| SUPPLIED PASSAGE |
Even robots could fill in the place of a biological sibling. iPal is a robot made by AvatarMind that acts as a friend and family member to children. It is the size of a five year old that can offer education and company to lonely children. Parents can even monitor their children from afar through the device as well as talk to their child. However, as robots do not provide their own opinion but instead are always submissive, can children learn the basics of realistic human interaction from them?
https://www.youtube.com/watch?v=orHBddTKWAg
Why only one child?
As a study by the US Department of Agriculture from 2015 showed, parenthood can be expensive. An American child costs on average 233,610 USD to their parents from birth to the age of 17. This included housing, food, childcare, education, clothing, health care, and transportation costs. The price of a child, however, depends on how the welfare system of a country works. In Finland, for instance, children get to complete their entire compulsory education for free, including textbooks and lunch. Additionally, municipal health care is very low priced. However, Finland’s fertility rate is only 1.49, which suggests that having a better and cheaper welfare system does not imply that the fertility rate of that country would be higher.

| PROBLEM DESCRIPTION |
Update the passage on robot siblings by replacing "children" with "kids". Begin at the words "Even robots could" and stop after "only one child?".

| DATA EXTRACTS |
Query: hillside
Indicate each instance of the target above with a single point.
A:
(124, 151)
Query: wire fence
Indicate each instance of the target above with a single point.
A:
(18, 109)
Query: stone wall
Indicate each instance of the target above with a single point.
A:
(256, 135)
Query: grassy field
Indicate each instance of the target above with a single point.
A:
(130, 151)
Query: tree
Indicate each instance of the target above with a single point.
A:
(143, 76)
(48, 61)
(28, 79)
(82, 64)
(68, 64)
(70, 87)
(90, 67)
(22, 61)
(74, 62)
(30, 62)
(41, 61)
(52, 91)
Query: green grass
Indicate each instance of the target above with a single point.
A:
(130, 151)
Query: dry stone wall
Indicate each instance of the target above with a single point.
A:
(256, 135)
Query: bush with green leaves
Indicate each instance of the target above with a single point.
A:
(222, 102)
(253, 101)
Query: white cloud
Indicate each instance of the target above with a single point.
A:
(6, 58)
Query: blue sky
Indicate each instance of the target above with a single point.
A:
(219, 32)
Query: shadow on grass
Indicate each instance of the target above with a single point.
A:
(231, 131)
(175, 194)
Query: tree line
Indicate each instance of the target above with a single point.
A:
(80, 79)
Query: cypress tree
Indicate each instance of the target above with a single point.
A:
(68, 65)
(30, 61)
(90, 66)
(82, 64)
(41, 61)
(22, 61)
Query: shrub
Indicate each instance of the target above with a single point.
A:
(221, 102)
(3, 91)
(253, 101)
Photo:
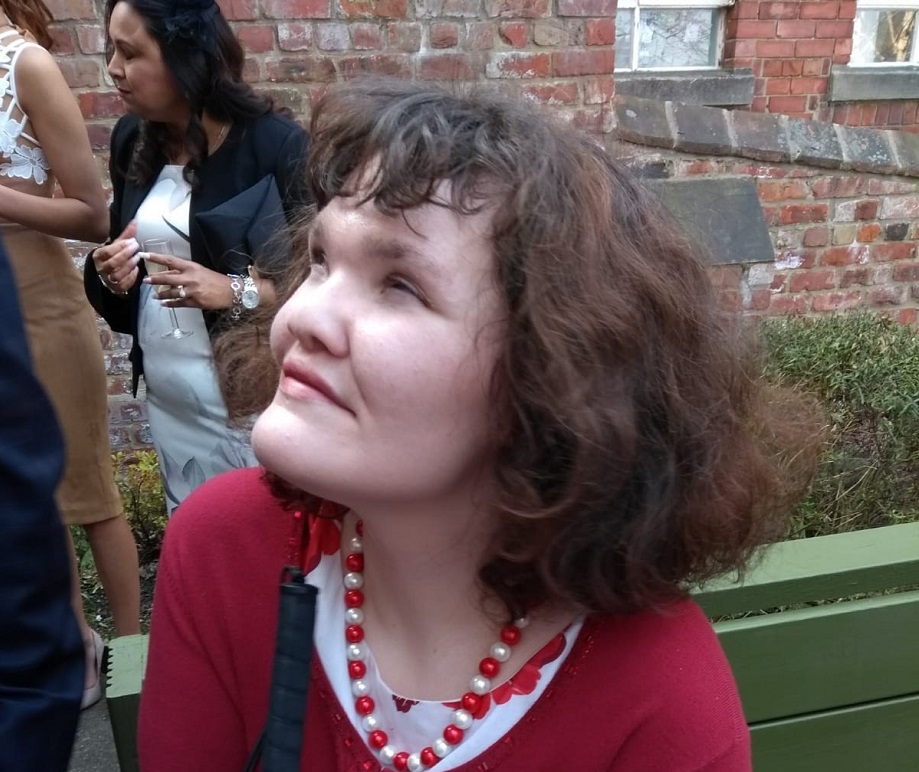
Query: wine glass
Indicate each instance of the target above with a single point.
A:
(163, 247)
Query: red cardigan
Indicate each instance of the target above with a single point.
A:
(646, 692)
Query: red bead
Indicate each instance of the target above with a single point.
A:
(489, 667)
(471, 702)
(378, 739)
(357, 669)
(354, 633)
(363, 705)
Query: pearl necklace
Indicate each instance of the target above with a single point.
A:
(471, 701)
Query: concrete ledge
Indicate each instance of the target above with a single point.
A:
(873, 84)
(717, 88)
(764, 137)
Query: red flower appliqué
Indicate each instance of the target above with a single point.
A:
(524, 681)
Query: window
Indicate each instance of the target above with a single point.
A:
(669, 34)
(885, 33)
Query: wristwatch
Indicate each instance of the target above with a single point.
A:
(250, 296)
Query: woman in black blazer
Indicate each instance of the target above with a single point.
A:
(203, 163)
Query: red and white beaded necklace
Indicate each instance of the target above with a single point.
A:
(479, 685)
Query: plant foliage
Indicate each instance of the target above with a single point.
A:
(864, 369)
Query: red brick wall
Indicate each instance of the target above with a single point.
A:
(791, 45)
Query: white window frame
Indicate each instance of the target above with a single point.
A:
(718, 30)
(890, 5)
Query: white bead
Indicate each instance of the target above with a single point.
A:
(480, 685)
(355, 616)
(354, 580)
(462, 719)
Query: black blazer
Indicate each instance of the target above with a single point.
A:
(268, 145)
(41, 650)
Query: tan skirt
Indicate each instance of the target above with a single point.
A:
(64, 341)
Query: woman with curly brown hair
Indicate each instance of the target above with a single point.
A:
(511, 426)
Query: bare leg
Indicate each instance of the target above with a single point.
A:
(115, 555)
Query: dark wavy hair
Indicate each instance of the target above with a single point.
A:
(31, 15)
(638, 449)
(206, 61)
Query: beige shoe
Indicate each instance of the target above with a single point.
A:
(92, 694)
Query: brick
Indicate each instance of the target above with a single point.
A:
(819, 9)
(837, 301)
(297, 9)
(443, 35)
(300, 69)
(801, 213)
(366, 36)
(539, 9)
(551, 33)
(786, 10)
(448, 67)
(868, 233)
(794, 28)
(513, 33)
(811, 281)
(396, 65)
(854, 254)
(572, 63)
(816, 237)
(597, 8)
(601, 32)
(775, 49)
(256, 38)
(295, 37)
(906, 272)
(91, 39)
(897, 250)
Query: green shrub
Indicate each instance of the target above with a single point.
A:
(864, 369)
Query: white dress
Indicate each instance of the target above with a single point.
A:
(188, 417)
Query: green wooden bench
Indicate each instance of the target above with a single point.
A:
(827, 688)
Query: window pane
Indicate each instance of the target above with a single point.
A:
(671, 37)
(882, 36)
(624, 39)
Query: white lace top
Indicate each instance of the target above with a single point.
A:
(20, 153)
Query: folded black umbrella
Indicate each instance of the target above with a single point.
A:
(249, 228)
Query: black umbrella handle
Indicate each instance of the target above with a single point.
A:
(281, 742)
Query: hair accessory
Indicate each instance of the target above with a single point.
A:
(191, 21)
(471, 701)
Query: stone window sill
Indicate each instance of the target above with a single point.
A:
(713, 88)
(873, 84)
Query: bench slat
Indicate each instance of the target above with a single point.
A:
(824, 657)
(876, 737)
(820, 568)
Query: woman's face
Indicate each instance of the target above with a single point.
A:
(387, 351)
(137, 68)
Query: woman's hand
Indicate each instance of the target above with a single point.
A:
(116, 263)
(187, 284)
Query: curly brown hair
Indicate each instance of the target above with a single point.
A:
(638, 449)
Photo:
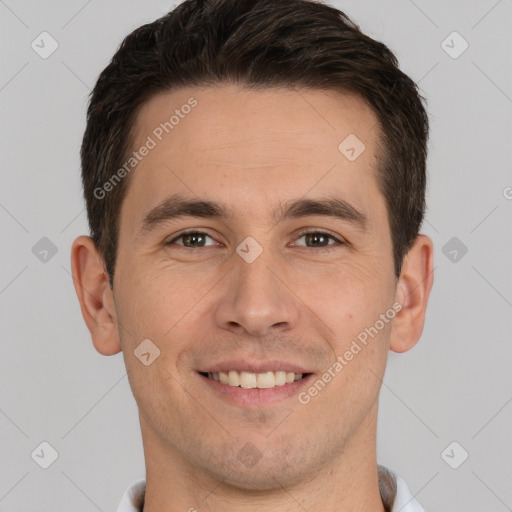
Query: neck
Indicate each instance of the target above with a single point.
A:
(349, 481)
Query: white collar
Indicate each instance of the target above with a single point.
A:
(404, 500)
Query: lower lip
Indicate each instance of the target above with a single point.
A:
(256, 397)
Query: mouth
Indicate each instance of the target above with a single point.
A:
(250, 380)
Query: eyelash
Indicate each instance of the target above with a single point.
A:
(327, 248)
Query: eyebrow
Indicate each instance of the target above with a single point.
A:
(178, 206)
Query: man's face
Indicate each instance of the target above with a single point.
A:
(212, 302)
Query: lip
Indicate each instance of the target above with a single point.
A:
(243, 365)
(256, 397)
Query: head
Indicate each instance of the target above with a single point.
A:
(272, 118)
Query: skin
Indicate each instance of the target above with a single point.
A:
(296, 302)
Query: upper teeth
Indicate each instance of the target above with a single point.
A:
(250, 380)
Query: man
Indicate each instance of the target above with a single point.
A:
(254, 174)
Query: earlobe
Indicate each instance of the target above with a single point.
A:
(413, 290)
(95, 296)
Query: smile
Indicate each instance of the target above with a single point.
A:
(249, 380)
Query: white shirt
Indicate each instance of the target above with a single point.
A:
(404, 501)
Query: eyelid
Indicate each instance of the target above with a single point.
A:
(188, 231)
(319, 231)
(306, 231)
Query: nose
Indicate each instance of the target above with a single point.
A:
(257, 299)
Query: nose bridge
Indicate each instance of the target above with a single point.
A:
(256, 299)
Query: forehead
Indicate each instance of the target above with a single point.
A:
(242, 146)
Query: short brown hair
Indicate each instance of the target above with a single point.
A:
(258, 44)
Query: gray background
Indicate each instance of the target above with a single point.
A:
(456, 385)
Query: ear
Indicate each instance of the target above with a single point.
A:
(413, 290)
(95, 295)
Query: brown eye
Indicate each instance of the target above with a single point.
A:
(191, 239)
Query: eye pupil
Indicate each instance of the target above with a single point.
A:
(315, 237)
(193, 238)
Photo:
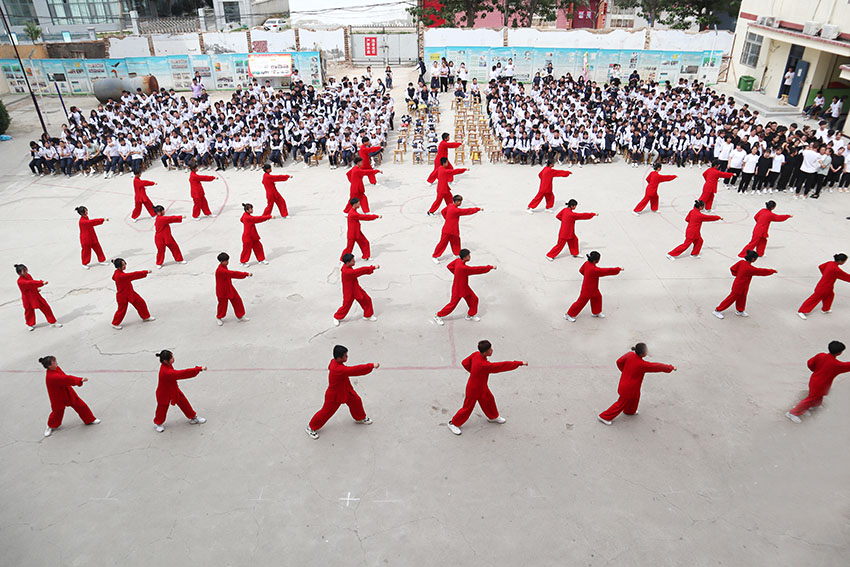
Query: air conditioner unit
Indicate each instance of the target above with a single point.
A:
(811, 28)
(830, 31)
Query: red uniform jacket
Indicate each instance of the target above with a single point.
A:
(654, 179)
(29, 290)
(167, 389)
(161, 228)
(763, 219)
(197, 190)
(59, 388)
(354, 219)
(462, 271)
(249, 230)
(124, 281)
(87, 234)
(568, 218)
(480, 368)
(711, 175)
(592, 273)
(139, 185)
(338, 383)
(452, 214)
(744, 272)
(830, 271)
(695, 219)
(825, 368)
(633, 368)
(268, 182)
(349, 278)
(223, 281)
(547, 173)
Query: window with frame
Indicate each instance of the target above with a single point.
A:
(752, 49)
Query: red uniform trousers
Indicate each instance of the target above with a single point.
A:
(171, 244)
(548, 195)
(248, 246)
(137, 210)
(361, 241)
(352, 400)
(136, 300)
(484, 399)
(87, 250)
(200, 205)
(627, 405)
(347, 301)
(182, 403)
(572, 242)
(276, 199)
(696, 241)
(595, 304)
(78, 405)
(651, 199)
(471, 300)
(441, 197)
(445, 239)
(29, 312)
(826, 296)
(236, 301)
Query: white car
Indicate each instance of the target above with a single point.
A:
(274, 24)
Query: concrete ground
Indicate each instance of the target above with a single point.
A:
(709, 473)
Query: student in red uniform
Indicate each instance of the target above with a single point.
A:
(825, 288)
(88, 238)
(477, 390)
(545, 190)
(442, 152)
(351, 290)
(445, 174)
(224, 290)
(140, 196)
(340, 391)
(743, 271)
(709, 188)
(62, 395)
(31, 298)
(169, 393)
(357, 190)
(694, 219)
(825, 368)
(125, 294)
(250, 236)
(590, 287)
(460, 287)
(451, 228)
(567, 232)
(355, 234)
(763, 219)
(199, 199)
(163, 238)
(273, 197)
(632, 368)
(651, 196)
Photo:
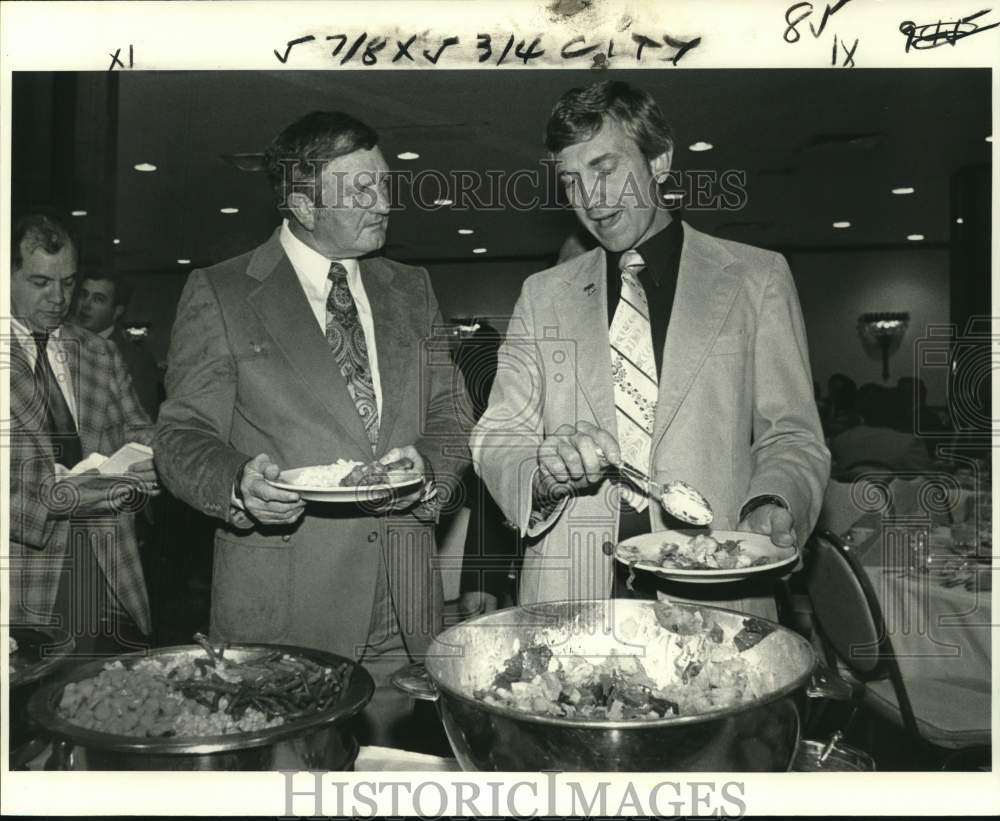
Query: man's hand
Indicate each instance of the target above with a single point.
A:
(573, 458)
(263, 502)
(390, 502)
(771, 520)
(145, 472)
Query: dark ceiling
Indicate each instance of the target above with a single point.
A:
(816, 145)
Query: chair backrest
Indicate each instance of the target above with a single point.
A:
(854, 628)
(845, 502)
(850, 618)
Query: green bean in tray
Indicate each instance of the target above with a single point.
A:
(187, 696)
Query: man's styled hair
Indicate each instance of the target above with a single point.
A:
(123, 291)
(582, 112)
(34, 232)
(295, 158)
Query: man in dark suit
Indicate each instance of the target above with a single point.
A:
(101, 301)
(306, 350)
(74, 562)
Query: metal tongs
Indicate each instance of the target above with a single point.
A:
(678, 498)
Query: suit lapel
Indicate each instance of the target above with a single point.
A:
(705, 294)
(282, 306)
(396, 341)
(582, 309)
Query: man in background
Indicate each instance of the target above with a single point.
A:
(101, 302)
(74, 562)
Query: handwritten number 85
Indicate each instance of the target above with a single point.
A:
(791, 34)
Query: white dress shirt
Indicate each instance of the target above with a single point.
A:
(58, 359)
(312, 270)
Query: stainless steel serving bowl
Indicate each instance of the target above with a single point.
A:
(314, 742)
(41, 653)
(759, 735)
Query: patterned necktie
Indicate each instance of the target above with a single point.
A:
(633, 371)
(59, 418)
(347, 342)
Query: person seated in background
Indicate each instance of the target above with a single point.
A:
(100, 305)
(874, 441)
(839, 412)
(913, 414)
(74, 562)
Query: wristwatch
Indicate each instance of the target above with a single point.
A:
(760, 501)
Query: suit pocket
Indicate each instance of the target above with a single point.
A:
(251, 590)
(729, 344)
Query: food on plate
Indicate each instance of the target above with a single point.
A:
(700, 552)
(685, 664)
(375, 473)
(195, 696)
(325, 475)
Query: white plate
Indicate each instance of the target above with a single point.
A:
(647, 549)
(335, 493)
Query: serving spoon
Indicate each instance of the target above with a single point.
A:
(678, 498)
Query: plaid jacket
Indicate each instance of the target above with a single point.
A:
(42, 520)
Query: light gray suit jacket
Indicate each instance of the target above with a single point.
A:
(736, 415)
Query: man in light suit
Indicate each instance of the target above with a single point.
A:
(307, 350)
(675, 351)
(74, 560)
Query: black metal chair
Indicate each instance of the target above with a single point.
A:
(854, 636)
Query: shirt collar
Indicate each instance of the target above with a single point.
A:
(659, 251)
(308, 262)
(24, 334)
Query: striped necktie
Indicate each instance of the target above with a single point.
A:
(346, 338)
(633, 371)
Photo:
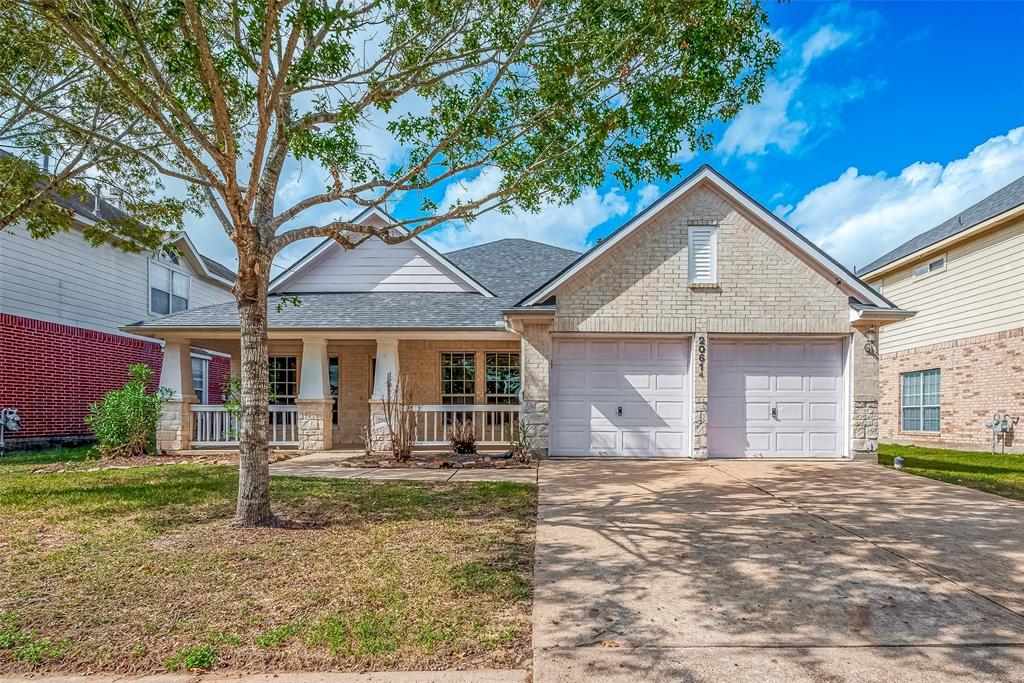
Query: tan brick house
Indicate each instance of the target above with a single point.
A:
(961, 359)
(704, 327)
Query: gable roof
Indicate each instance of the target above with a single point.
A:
(508, 267)
(800, 244)
(999, 202)
(311, 257)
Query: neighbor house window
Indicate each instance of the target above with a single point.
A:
(502, 374)
(201, 379)
(458, 379)
(168, 290)
(284, 379)
(702, 254)
(334, 378)
(932, 266)
(920, 393)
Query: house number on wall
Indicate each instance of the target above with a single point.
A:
(701, 354)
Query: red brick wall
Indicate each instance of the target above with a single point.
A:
(51, 373)
(979, 376)
(220, 371)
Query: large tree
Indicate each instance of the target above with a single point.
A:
(548, 95)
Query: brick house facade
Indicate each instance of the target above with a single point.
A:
(965, 281)
(702, 328)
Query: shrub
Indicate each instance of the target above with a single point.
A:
(462, 436)
(125, 420)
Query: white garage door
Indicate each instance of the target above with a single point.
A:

| EXERCISE SOLUTION |
Even robots could fill in the place of a biological sibling. iPal is a robot made by AvatarMind that acts as a friend and family member to kids. It is the size of a five year old that can offer education and company to lonely kids. Parents can even monitor their kids from afar through the device as well as talk to their child. However, as robots do not provide their own opinion but instead are always submissive, can kids learn the basics of realistic human interaction from them?
https://www.youtube.com/watch?v=orHBddTKWAg
Why only one child?